TASK: Rewrite the listing with "pixel coords" replaced by "pixel coordinates" and nothing else changed, leaving out the pictures.

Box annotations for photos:
▬▬▬

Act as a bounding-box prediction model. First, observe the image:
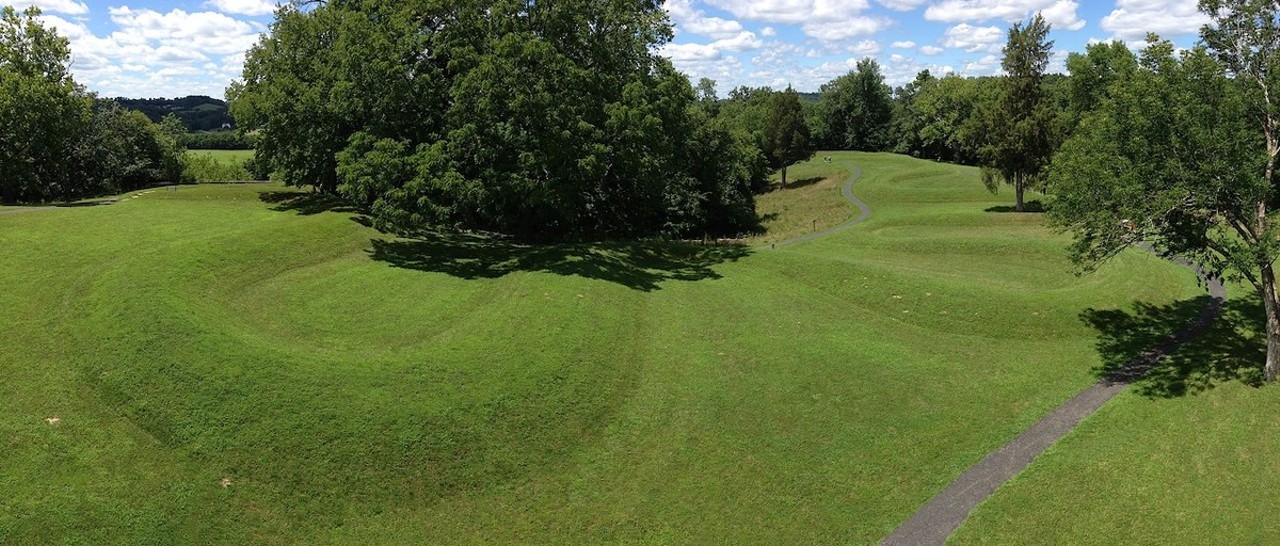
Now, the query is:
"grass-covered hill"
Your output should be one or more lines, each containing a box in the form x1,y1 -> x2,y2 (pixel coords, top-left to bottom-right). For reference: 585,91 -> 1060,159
0,153 -> 1280,543
113,95 -> 233,132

▬▬▬

TASK SOLUTION:
Act as a bounding-box prediction model. First, observe the image:
Now, the query is:
"grass-covered hill"
Your output should be one or more lines, each containing a box in the form x1,y1 -> x2,y2 (pixel coordinates, top-left to bottom-right). For reference: 585,91 -> 1060,159
0,153 -> 1280,543
113,95 -> 233,132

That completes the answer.